#### Questions to answer
**a.** According to the access to information passage, why is National Defence exploring technological options and paperless systems for transferring records? Answer in one to three sentences.
**b.** Carry on the passage about access to information investigations from its final sentence.

#### Exercise passage

◇ ◇ ◇ ◇

In both cases, it was alleged that National Defence had inappropriately withheld information in response to a request. The concerns raised by these findings and allegations warranted immediate action and compelled the OIC to investigate further.
The Information Commissioner identified issues and shared her findings with the Minister of National Defence, who agreed that significant improvements were needed to ensure that National Defence was fully meeting its obligations under the Act.
In response to the OIC’s recommendations, National Defence has initiated changes to improve its access to information processes, including the following:
- developing and implementing a standard operating procedure that clearly established criteria to ensure the original intent of the request is met;
- developing and maintaining a reference document list explaining the programs and mandate of each branch/program area, as well as key areas of interest;
- ensuring consultations and discussions are as efficient as possible by providing program areas with a reasonable, but specific, timeframe to respond to requests and consultations, and encouraging the use of face-to-face and teleconference discussions rather than emails and letters to facilitate consultations;
- exploring technological options and paperless systems that provide secure electronic transfer of records within National Defence’s classified systems to reduce the risk of lost or damaged records and facilitate information management;
- increasing communication and training for employees to help ensure program areas fully understand their responsibilities under the Act regarding obstruction and all employees who have access to information responsibilities as a primary and/or secondary duty have mandatory work objectives to comply with the Act.
The Royal Canadian Mounted Police
The OIC launched an investigation into systemic issues regarding the inability of the Royal Canadian Mounted Police (RCMP) to provide timely responses to access requests. The OIC received numerous complaints indicating that the RCMP was consistently unable to meet statutory timeframes under the Act for responding to access requests.
The special report tabled in Parliament following this investigation details six issues of concern impacting the RCMP’S ability to respond to access requests in a timely manner. The report also provides 15 recommendations for tackling these issues effectively.
The RCMP reacted to the OIC’s call for leadership
So far, the investigation has resulted in the creation of a dedicated Information Technology team at the RCMP to look at technological solutions to ease the transition from using archaic records systems to becoming a paperless organization. The RCMP also created a Divisional Consultation Committee, with each division providing resources to ensure representation from all areas and regions of the organization.
Throughout the past year, the RCMP has been one of the leading government institutions in regards to responsiveness during the pandemic, based on the number of closed files and a backlog that has not grown. The RCMP is looking at ways to add resources and refine their overall processes, approval system, and digitizing and receiving information in a timelier manner. Both the RCMP Commissioner and Minister of Public Safety have reiterated their commitment to fully address the challenges that the investigation highlighted. The Information Commissioner is looking forward to the concrete results of these measures, and will continue to monitor this institution’s performance over the coming year.
The Information Commissioner initiated a complaint against Canadian Heritage (PCH) based on reports that the institution had suspended its processing of access requests as a result of the COVID-19 pandemic.
The investigation found that between March 16 and July 10, 2020, PCH did not meet its legal obligations related to access to information, which had not been suspended during the pandemic.
During that period, PCH’s Access to Information and Privacy Secretariat was not granted access to its work premises and was unable to access its network remotely. This created a backlog of 224 access requests.
The investigation had an impact on PCH
The Minister of Canadian Heritage assured the OIC that although “difficult choices” had to be made in the early days of the pandemic, PCH was committed to providing Canadians with access to information at all times and that measures have been put in place to ensure full compliance with the intent and spirit of the Act.

◇ ◇ ◇ ◇

Point-per-instance localization records
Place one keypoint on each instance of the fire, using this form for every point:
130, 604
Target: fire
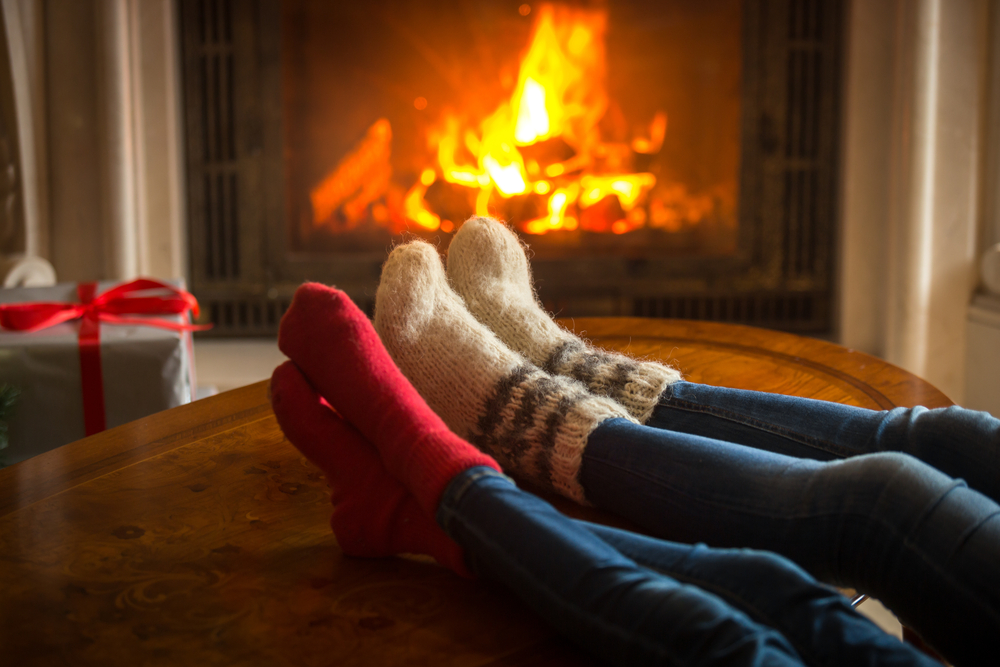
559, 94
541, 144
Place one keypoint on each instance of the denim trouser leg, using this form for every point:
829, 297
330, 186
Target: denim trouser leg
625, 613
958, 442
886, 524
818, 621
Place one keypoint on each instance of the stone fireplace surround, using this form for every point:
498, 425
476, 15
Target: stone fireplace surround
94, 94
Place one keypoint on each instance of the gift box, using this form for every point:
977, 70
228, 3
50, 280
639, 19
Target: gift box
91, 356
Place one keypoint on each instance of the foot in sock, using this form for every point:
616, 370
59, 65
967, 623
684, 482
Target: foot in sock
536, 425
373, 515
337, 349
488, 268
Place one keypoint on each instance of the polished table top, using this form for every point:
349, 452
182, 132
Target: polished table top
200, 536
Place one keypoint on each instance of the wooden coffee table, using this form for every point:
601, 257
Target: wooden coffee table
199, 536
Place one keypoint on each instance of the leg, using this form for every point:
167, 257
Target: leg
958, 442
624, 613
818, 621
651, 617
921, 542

◇ ◇ ◇ ◇

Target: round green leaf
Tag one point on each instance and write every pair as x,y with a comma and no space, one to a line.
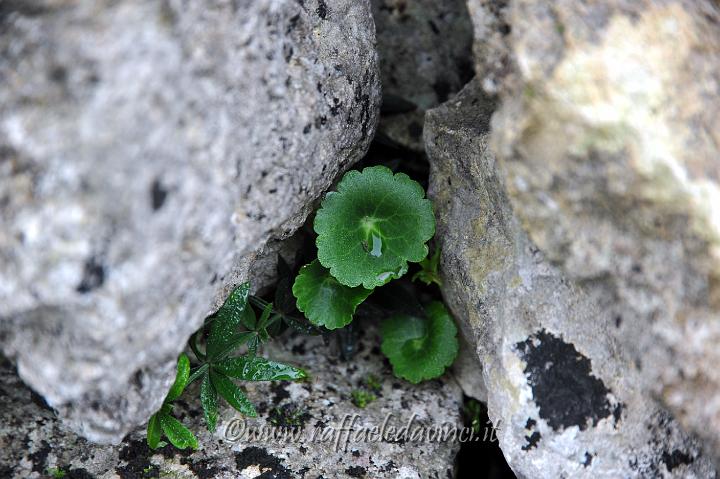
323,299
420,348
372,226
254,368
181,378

◇ ◇ ◇ ◇

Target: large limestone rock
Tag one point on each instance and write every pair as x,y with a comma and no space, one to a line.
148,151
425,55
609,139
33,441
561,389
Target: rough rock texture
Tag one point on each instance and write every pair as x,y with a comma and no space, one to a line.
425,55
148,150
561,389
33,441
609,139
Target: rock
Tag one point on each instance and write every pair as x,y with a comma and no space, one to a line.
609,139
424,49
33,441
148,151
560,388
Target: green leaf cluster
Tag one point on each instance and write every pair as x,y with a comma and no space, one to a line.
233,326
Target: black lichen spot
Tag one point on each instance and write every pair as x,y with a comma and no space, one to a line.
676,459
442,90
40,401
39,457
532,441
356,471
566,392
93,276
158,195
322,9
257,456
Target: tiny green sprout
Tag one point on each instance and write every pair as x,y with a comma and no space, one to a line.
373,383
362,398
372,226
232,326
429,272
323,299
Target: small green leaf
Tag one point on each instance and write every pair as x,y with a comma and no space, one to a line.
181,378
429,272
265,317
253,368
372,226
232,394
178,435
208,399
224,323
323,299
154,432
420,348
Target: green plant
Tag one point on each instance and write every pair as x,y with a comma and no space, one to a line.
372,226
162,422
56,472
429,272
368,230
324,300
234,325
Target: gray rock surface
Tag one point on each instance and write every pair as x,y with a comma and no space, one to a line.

◇ ◇ ◇ ◇

#### Responses
**a.** National Defence is exploring these options to allow secure electronic transfer of records within its classified systems. This would reduce the risk of lost or damaged records and make information management easier.

**b.**
As a result of this investigation, PCH took action to meet its legal obligations and has worked towards addressing the backlog of requests stemming from its suspension of access to information operations. PCH has also posted its progress on its website.
In partnership with Shared Services Canada, PCH has also acquired a server with remote access to house all files classified at or below Protected B. The new server, along with all requisite software, allows its staff to respond to requests remotely.
Immigration, Refugees and Citizenship Canada
In 2020–2021, the Information Commissioner concluded a systemic investigation she had initiated into Immigration, Refugees and Citizenship Canada (IRCC). The investigation looked at the processing of access to information requests to better understand and address the dramatic increase in requests IRCC received from April 1, 2017, to February 26, 2020, as well as in complaints registered by the OIC against IRCC. The OIC closed 2,601 IRCC complaints in 2020–2021, largely administrative complaints about late responses. In many instances, the OIC’s initial inquiries determined that IRCC had already responded to the access requests. Consequently, the OIC was able to quickly resolve the vast majority of the complaints.
While the investigation was completed during the 2020–2021 fiscal year, a special report on this investigation which provides recommendations to IRCC, was tabled later in May 2021. This special report highlights priorities on which the institution is invited to focus, including the need to transform the way in which it delivers information to its clients in order to decrease the need for access requests.
IRCC is working towards a better immigration client experience
A few days after the OIC completed its investigation, IRCC sent to the Information Commissioner a plan detailing its commitments, with associated timelines, to address the issues raised in the investigation. The plan also highlights other access to information initiatives undertaken by various sectors of the institution.
The Commissioner is encouraged by IRCC’s positive reaction to her recommendations.
On the litigation front
Three applications are currently before the Federal Court where the Information Commissioner is appearing on behalf of the complainants. The applications seek disclosure by Health Canada of the second and third characters of postal codes and names of cities relating to those licensed to grow and use medical marijuana as of 2017.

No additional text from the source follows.